_Records for the exercise:_

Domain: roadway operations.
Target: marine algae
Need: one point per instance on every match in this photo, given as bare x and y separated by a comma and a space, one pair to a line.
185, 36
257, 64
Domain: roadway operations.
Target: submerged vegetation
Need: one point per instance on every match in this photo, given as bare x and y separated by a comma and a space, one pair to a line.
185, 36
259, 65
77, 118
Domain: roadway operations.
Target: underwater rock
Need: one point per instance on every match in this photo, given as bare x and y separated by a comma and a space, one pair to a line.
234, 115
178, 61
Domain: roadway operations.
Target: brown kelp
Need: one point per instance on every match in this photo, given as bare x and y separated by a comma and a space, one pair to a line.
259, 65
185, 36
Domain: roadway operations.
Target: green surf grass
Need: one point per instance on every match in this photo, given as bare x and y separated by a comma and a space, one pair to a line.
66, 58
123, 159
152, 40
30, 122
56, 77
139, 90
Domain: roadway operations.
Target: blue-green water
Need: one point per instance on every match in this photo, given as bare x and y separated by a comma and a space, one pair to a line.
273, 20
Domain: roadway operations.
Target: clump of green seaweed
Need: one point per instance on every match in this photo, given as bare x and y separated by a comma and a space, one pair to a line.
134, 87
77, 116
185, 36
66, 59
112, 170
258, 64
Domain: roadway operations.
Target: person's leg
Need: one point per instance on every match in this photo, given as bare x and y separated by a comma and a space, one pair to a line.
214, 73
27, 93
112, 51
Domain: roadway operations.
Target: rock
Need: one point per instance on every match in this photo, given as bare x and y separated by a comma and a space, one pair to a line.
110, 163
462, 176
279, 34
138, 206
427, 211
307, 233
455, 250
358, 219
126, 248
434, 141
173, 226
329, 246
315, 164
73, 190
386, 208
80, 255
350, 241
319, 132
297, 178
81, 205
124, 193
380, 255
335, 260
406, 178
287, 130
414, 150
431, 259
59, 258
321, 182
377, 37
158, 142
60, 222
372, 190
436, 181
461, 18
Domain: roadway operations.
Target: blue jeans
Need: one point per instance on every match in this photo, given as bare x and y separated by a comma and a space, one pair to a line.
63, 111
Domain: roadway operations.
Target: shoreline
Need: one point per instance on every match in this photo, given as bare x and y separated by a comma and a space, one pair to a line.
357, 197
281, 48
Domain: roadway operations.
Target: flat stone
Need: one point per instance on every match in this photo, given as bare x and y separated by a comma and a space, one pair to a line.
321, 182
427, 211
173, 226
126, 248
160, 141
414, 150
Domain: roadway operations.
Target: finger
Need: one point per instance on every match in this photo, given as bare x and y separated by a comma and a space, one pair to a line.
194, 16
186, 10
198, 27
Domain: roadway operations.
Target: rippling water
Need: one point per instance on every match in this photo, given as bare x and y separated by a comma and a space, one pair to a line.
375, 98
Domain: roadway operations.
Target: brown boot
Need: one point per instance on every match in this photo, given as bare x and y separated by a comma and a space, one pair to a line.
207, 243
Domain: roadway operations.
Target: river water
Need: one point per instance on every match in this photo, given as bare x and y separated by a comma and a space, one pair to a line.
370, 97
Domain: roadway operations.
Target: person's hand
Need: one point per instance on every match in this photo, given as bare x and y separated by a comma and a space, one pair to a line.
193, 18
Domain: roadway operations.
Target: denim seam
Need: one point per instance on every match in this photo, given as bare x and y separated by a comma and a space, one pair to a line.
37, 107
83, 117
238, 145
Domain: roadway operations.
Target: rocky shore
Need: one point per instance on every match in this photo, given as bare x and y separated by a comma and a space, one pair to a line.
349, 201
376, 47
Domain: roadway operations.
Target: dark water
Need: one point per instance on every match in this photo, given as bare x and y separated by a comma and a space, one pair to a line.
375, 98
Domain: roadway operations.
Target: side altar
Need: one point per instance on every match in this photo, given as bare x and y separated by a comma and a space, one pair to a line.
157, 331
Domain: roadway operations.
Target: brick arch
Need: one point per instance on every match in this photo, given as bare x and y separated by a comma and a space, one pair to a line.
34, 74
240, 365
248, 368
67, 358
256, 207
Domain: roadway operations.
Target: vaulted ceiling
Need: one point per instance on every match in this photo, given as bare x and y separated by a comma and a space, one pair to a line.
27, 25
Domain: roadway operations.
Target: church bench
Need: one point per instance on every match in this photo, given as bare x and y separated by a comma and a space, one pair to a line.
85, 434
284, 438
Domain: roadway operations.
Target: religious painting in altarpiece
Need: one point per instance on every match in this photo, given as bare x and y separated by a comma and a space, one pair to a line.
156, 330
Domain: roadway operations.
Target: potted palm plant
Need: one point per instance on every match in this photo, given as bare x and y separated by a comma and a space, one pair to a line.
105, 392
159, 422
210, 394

_What the exercise asks:_ Repeat exactly the lines of the listing from its first line through the line that holds "Target: submerged vegetation". Nothing else should appear.

_Task result:_
Domain: roadway operations.
Target: marine algae
Need: one point per instance on every match in this photo, given as bare x and y separated by a comma and a space, one pair to a line.
185, 36
257, 64
Domain: roadway operations.
Target: submerged vegetation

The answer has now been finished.